***** TEXT SHOWN *****

We (Breaking-TV) Act as Technology Providers ONLY - The Advertiser / Seller is Responsible for fulfilling whatever they have advertised.
The Advertiser / Seller, individual or business / organisation is totally responsible for the item, event or profile advertised or sold (whatever they have advertised). They are responsible for complying with all aspects of the law, health and safety or otherwise and for the performance and fulfilment of the advertised item. If the sale of the item or product is cancelled, withdrawn or not fulfilled for any reason, all refunds will be processed directly by and from the advertiser / seller. The advertiser / seller is also fully responsible for ensuring any clients are made aware of any description or product changes to the advertised item, product or event (whatever has been advertised).
Please read these Advertising Terms carefully before becoming an Advertiser, as they set out our and your legal rights and obligations in relation to our Advertising Services. You will be asked to agree to these Advertising Terms before becoming an Advertiser.
You should print a copy of these Advertising Terms for future reference. We will not file a copy specifically in relation to you, and they may not be accessible on our website in future.
These Advertising Terms are available in the English language only.

***** EXTRACTED RECORDS *****

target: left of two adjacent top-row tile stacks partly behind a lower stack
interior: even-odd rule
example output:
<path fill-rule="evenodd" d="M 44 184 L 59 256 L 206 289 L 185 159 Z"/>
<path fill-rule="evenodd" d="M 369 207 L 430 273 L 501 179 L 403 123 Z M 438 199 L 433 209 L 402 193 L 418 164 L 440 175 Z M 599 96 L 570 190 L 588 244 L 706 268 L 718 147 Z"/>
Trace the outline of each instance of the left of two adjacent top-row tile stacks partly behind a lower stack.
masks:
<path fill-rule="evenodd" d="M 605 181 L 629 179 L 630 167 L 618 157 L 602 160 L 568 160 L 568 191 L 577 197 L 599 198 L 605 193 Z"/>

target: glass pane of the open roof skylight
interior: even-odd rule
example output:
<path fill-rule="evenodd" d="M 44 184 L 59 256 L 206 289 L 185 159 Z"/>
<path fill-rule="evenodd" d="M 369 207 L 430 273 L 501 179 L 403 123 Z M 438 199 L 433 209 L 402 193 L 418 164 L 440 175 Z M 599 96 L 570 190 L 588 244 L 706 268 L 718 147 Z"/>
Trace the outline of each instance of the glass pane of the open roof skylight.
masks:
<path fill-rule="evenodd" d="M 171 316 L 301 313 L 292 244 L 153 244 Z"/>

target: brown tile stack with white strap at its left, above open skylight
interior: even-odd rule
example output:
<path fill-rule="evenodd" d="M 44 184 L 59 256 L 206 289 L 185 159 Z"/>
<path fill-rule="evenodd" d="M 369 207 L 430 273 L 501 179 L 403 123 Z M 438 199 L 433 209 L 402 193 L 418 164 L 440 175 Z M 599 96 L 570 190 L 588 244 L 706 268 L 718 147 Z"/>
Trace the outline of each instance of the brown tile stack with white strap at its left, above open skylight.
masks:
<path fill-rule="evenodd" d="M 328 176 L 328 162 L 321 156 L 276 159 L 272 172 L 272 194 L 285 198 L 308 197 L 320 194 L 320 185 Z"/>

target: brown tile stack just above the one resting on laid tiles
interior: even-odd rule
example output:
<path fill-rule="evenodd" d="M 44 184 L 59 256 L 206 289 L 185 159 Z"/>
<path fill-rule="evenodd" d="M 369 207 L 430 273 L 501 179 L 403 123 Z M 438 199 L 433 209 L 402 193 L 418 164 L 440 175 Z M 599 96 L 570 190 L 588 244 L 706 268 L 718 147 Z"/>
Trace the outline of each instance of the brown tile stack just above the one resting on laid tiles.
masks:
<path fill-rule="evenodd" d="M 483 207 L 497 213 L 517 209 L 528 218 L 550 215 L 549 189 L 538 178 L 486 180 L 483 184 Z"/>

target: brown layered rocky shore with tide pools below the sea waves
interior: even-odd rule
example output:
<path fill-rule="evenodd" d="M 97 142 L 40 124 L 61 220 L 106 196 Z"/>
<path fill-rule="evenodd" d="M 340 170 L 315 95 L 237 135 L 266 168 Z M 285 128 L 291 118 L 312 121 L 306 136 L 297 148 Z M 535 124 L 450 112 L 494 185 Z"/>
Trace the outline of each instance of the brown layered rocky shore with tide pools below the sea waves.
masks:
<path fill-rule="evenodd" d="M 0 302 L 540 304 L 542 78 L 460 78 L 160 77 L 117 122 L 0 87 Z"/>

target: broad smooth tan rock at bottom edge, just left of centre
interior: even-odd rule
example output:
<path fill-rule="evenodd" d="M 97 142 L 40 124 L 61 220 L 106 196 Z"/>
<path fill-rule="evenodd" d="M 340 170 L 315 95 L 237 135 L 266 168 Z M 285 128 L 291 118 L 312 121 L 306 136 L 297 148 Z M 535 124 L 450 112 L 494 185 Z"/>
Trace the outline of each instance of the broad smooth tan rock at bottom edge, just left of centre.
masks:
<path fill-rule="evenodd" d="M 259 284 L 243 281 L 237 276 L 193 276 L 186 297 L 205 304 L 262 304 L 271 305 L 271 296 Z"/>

*****

Print the passage of the Breaking-TV advertising terms above that lies between "Please read these" and "website in future.", inclusive.

Please read these Advertising Terms carefully before becoming an Advertiser, as they set out our and your legal rights and obligations in relation to our Advertising Services. You will be asked to agree to these Advertising Terms before becoming an Advertiser.
You should print a copy of these Advertising Terms for future reference. We will not file a copy specifically in relation to you, and they may not be accessible on our website in future.